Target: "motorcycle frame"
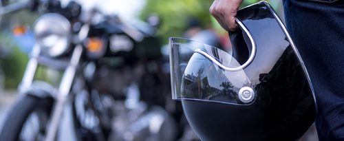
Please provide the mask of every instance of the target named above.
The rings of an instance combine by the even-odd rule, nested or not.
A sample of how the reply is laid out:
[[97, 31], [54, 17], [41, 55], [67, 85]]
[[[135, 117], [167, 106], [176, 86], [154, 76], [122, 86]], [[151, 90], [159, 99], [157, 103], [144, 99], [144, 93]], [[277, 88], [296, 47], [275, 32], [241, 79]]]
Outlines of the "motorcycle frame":
[[[44, 63], [44, 61], [40, 59], [41, 48], [38, 44], [34, 46], [31, 52], [23, 80], [19, 87], [19, 91], [21, 94], [28, 94], [39, 98], [52, 97], [54, 99], [55, 102], [54, 103], [50, 124], [47, 129], [47, 133], [45, 139], [45, 141], [53, 141], [55, 139], [63, 109], [75, 78], [83, 51], [83, 47], [81, 45], [76, 45], [66, 66], [62, 65], [59, 67], [65, 68], [64, 69], [65, 72], [63, 74], [62, 80], [55, 93], [52, 92], [54, 91], [47, 91], [45, 90], [47, 88], [41, 88], [39, 89], [32, 86], [37, 67], [40, 65], [45, 65], [47, 67], [54, 67], [51, 66], [54, 63], [50, 63], [50, 65], [49, 65], [48, 63], [52, 61], [46, 61], [45, 63]], [[42, 91], [43, 93], [38, 92]]]

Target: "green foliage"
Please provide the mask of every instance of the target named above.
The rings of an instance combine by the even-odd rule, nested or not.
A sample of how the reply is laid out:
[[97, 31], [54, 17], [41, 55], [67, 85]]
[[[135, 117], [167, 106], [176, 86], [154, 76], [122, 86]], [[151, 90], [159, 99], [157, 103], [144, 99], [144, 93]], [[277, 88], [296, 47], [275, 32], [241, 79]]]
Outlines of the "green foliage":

DESCRIPTION OF THE TASK: Set the pictures aside and transcribe the data above exactly.

EXERCISE SOLUTION:
Target: "motorcycle frame"
Please provide the mask of every instance of the target named above.
The rings of an instance combine by the even-odd rule, nested or not.
A sample of how the reply is laid out:
[[97, 31], [54, 17], [41, 55], [67, 85]]
[[[135, 117], [167, 106], [176, 86], [154, 76], [122, 86]], [[151, 90], [159, 99], [157, 103], [144, 99], [144, 93]], [[277, 88], [296, 47], [275, 32], [241, 79]]]
Outlines of the "motorcycle frame":
[[[44, 63], [44, 61], [40, 59], [41, 48], [38, 44], [34, 46], [31, 52], [23, 80], [19, 87], [19, 91], [21, 94], [28, 94], [39, 98], [52, 97], [54, 99], [55, 102], [54, 103], [50, 124], [47, 129], [47, 133], [45, 139], [45, 141], [53, 141], [55, 139], [63, 109], [75, 78], [83, 51], [83, 47], [81, 45], [76, 45], [66, 66], [62, 65], [59, 67], [65, 68], [64, 69], [65, 72], [63, 74], [62, 80], [55, 93], [52, 92], [54, 91], [47, 91], [45, 90], [47, 88], [41, 88], [39, 89], [32, 86], [37, 67], [40, 65], [45, 65], [47, 67], [54, 67], [51, 66], [54, 63], [50, 63], [50, 65], [49, 65], [48, 63], [52, 61], [46, 61], [45, 63]], [[42, 91], [43, 93], [38, 92]]]

Target: "green foliage"
Please provide the mask of every instance of the target named above.
The rings of an instance combine by the even-odd rule, nested or not.
A sample of how the reply is laid out:
[[97, 31], [54, 17], [41, 55], [67, 85]]
[[[135, 117], [167, 106], [176, 86], [154, 76], [122, 86]], [[151, 90], [159, 99], [157, 103], [144, 99], [144, 93]], [[277, 88], [296, 47], [275, 32], [241, 79]]]
Outlines of the "green foliage":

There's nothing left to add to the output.